=== Prompt ===
An exact copy of the records is required, minus the pictures they hold.

○ ○ ○

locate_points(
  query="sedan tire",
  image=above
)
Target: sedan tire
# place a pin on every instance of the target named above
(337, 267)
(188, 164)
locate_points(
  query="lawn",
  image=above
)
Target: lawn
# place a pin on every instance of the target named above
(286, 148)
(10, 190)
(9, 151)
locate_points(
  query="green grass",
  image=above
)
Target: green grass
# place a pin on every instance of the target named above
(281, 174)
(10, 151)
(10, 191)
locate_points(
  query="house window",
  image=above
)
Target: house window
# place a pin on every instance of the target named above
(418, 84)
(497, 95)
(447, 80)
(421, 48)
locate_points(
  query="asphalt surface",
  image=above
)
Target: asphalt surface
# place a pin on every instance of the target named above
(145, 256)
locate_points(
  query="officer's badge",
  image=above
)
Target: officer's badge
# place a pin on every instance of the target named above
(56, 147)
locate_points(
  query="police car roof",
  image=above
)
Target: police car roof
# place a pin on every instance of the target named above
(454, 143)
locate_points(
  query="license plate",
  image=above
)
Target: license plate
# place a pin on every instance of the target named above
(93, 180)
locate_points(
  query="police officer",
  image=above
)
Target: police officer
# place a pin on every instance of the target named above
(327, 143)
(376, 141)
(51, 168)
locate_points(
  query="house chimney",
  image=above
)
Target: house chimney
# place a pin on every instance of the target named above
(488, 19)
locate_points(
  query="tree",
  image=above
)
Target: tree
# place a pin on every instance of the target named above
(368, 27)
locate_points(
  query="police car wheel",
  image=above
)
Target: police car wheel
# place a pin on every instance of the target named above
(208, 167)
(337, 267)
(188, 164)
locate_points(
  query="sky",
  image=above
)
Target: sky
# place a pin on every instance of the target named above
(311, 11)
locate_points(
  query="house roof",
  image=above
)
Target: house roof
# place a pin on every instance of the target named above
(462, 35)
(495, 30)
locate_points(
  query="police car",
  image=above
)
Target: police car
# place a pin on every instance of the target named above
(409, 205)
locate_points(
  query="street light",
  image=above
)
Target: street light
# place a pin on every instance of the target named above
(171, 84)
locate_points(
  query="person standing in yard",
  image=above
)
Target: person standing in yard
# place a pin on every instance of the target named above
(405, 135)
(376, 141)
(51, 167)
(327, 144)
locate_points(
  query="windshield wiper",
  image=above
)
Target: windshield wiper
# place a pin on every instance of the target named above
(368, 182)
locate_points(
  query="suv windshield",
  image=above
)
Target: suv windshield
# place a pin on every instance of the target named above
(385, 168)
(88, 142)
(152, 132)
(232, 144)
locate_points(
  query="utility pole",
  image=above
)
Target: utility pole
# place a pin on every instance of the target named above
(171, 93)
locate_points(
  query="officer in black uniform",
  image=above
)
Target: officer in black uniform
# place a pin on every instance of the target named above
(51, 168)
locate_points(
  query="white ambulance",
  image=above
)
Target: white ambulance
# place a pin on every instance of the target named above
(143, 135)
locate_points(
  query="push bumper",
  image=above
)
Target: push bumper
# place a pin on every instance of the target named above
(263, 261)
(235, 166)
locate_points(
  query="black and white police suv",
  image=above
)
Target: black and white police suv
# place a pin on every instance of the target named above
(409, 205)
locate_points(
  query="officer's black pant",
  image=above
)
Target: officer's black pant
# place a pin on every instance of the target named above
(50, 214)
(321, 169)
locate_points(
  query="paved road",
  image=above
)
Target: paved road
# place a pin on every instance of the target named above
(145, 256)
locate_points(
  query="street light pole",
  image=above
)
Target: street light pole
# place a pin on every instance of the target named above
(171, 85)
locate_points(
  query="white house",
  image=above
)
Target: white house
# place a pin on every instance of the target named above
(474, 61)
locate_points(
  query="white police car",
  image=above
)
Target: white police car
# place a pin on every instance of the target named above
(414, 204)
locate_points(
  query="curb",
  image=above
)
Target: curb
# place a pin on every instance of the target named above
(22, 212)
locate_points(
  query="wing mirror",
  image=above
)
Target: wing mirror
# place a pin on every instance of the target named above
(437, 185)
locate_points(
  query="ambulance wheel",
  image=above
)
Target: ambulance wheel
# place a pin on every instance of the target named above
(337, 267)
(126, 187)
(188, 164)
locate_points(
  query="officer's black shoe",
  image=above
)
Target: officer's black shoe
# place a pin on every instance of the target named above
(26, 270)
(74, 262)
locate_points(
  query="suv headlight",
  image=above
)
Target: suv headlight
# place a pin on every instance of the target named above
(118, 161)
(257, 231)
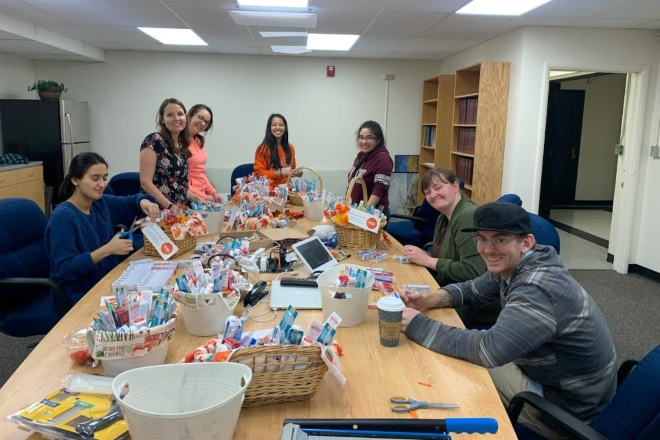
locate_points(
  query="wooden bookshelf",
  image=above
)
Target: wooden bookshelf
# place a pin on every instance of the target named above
(481, 96)
(436, 128)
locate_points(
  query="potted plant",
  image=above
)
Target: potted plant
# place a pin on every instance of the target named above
(48, 89)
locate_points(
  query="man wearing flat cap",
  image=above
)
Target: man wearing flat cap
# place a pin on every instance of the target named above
(550, 338)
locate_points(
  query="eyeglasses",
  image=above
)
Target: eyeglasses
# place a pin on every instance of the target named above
(201, 119)
(497, 242)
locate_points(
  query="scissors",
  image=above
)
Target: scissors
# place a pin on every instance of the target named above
(128, 233)
(404, 404)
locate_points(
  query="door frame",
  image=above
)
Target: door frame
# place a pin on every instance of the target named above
(628, 164)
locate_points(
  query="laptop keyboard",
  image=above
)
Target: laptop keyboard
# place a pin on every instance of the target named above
(299, 282)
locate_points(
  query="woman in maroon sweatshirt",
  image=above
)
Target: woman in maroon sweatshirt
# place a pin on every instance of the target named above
(374, 164)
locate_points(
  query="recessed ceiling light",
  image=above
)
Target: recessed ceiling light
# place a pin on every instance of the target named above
(275, 3)
(277, 19)
(503, 7)
(289, 49)
(185, 37)
(282, 34)
(331, 41)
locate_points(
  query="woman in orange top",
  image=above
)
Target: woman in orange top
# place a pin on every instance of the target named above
(200, 120)
(275, 158)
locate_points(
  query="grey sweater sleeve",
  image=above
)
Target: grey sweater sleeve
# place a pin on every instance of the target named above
(526, 322)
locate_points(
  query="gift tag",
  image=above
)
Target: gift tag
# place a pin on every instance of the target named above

○ ○ ○

=== Solution to the problem ===
locate_points(
  query="sedan tire",
  image=above
)
Target: sedan tire
# place a pin on every instance of the target named above
(337, 267)
(188, 164)
locate_points(
  query="lawn",
  image=above
)
Target: lawn
# place a pin on every instance of the target named above
(286, 148)
(10, 190)
(9, 151)
locate_points(
  query="green grass",
  image=above
)
Target: green grass
# place a pin on every instance of the target named above
(281, 174)
(10, 151)
(10, 191)
locate_points(
  query="house window",
  image=above
)
Target: house window
# place a pin on every instance of the target named above
(418, 84)
(497, 95)
(447, 80)
(421, 48)
locate_points(
  query="asphalt surface",
  image=above
)
Target: asphalt surface
# place a pin on every instance of the target named above
(145, 256)
locate_points(
  query="officer's badge",
  image=above
)
Target: officer's badge
# place a pin on every instance of the target named above
(56, 147)
locate_points(
  query="police car roof",
  image=above
)
Target: police car roof
# place a pin on every instance of the target named above
(454, 143)
locate_points(
  query="license plate",
  image=above
)
Target: license plate
# place a pin on every instance of the target named above
(93, 180)
locate_points(
  query="police officer",
  image=above
)
Target: police officer
# place a pin on every instance of the target named above
(327, 143)
(376, 141)
(51, 168)
locate_points(
  query="house chimney",
  image=above
)
Target: house chimney
# place a pin on every instance of the target named above
(488, 19)
locate_points(
  query="tree",
  image=above
)
Target: tree
# place a pin on every instance of the target named above
(368, 27)
locate_points(
  query="police car wheel",
  image=above
)
Target: police car wheel
# place a pin on every instance of the target named above
(208, 167)
(337, 267)
(188, 164)
locate_points(
  query="sky",
  image=above
)
Target: sky
# place a pin on every instance of the target named above
(311, 11)
locate_points(
  query="house roof",
  image=above
)
Target: house roof
# place a pin on every instance of the target named above
(462, 35)
(495, 30)
locate_points(
  query="police car",
  image=above
)
Target: police car
# place a pin on every instance of the target named above
(409, 205)
locate_points(
  query="street light",
  image=above
)
Target: street light
# place a pin on every instance of the target named above
(171, 84)
locate_points(
  query="person standing in yard",
  image=above
)
Target: person standing in yard
# place a pin on every instance of the target named above
(405, 135)
(376, 141)
(51, 167)
(327, 144)
locate_points(
  query="windshield wiper",
  image=above
)
Target: windshield wiper
# place a pin on every instance of the target named above
(368, 182)
locate_points(
  query="suv windshield",
  image=above
)
Target: suv windshield
# place a pin on every instance of the target named above
(385, 168)
(88, 142)
(152, 132)
(232, 144)
locate_points(
  query="utility pole",
  image=above
)
Target: utility pole
# place a pin on every instance of the target named above
(171, 93)
locate_points(
  query="officer in black uniform",
  image=above
)
Target: officer in black uniform
# place a pin on every instance of the target named above
(51, 168)
locate_points(
  query="white ambulance",
  image=above
)
Target: white ambulance
# place a pin on every instance of the target named above
(143, 135)
locate_points(
  query="push bumper",
  image=above
)
Target: push bumper
# place a pin on every instance of the target named above
(263, 261)
(235, 166)
locate_points(
  query="black and white police suv",
  image=above
)
Target: black and white police suv
# place a pin on every instance of the target named above
(409, 205)
locate_points(
  query="officer's black pant",
  image=above
)
Target: officer's black pant
# place a pin on every instance of the target named above
(50, 214)
(321, 169)
locate_points(
  query="paved road",
  image=above
)
Target: paved road
# place a pin on every instance of the target named above
(145, 256)
locate_points(
  query="street light pole",
  image=above
)
Target: street light pole
# place a pin on every instance of the target named above
(171, 85)
locate_points(
  query="white house",
  image=above
)
Target: white house
# place a pin on every instance of the target named above
(474, 61)
locate_points(
  query="white police car",
  image=above
)
Target: white police car
# place a pin on every instance of the target named above
(414, 204)
locate_points(
  query="curb",
  image=above
)
Target: curb
# place a pin on every instance of the target named above
(22, 212)
locate_points(
  query="wing mirror",
  image=above
)
Target: wing mirror
# place a pin on every instance of the target named above
(437, 185)
locate_points(
  query="ambulance wheel",
  image=above
)
Target: ambulance wheel
# place a pin on every instance of the target named above
(337, 267)
(126, 187)
(188, 164)
locate_points(
  query="officer's black shoe",
  image=above
)
Target: officer's black shoe
# place a pin on every instance of the target named above
(26, 270)
(74, 262)
locate_points(
  query="suv headlight",
  image=above
)
Target: suv headlight
# place a pin on every instance of the target named above
(118, 161)
(257, 231)
locate_points(
  query="wooden bookshelf",
  image=above
)
Target: wooden bookshelf
# place a pin on every instance of the target named above
(481, 96)
(436, 128)
locate_points(
  query="potted plant",
  image=above
)
Target: potted plant
# place a pin on every instance of the target named above
(48, 89)
locate_points(
  query="man wearing flat cap",
  image=above
)
Target: man wearing flat cap
# place a pin on every instance of the target named above
(550, 338)
locate_points(
  query="eyeglasses",
  image=above
)
Target: eyeglasses
# place a pin on every instance of the target named above
(201, 119)
(497, 242)
locate_points(
  query="scissors",
  image=above
)
Target: scissors
# place a pin on every instance of the target named above
(128, 233)
(404, 404)
locate_points(
  query="door frame",
  image=above
)
Target: door frame
# place a pin on every instance of the target named above
(628, 164)
locate_points(
  query="laptop keyboard",
  image=above
)
Target: laptop keyboard
# place a pin on every instance of the target named above
(299, 282)
locate_points(
  query="woman in maroon sweatshirt",
  image=above
)
Target: woman in maroon sweatshirt
# place a pin on every instance of the target named above
(374, 164)
locate_points(
  query="recessed ceiling light",
  image=above
)
Target: recessed ceiling light
# place a pin on every instance of the target named above
(275, 3)
(277, 19)
(503, 7)
(289, 49)
(185, 37)
(282, 34)
(331, 41)
locate_points(
  query="woman in orange top",
  image=above
)
Target: woman in orange top
# place a pin on every instance of the target named above
(200, 120)
(275, 158)
locate_points(
  query="grey sweater sleeve",
  image=above
)
Target: grey sweater sleeve
# place a pin on every instance of the target named above
(526, 322)
locate_points(
  query="gift tag",
  image=above
)
Target: gift tag
# place a pin on every instance of the target named above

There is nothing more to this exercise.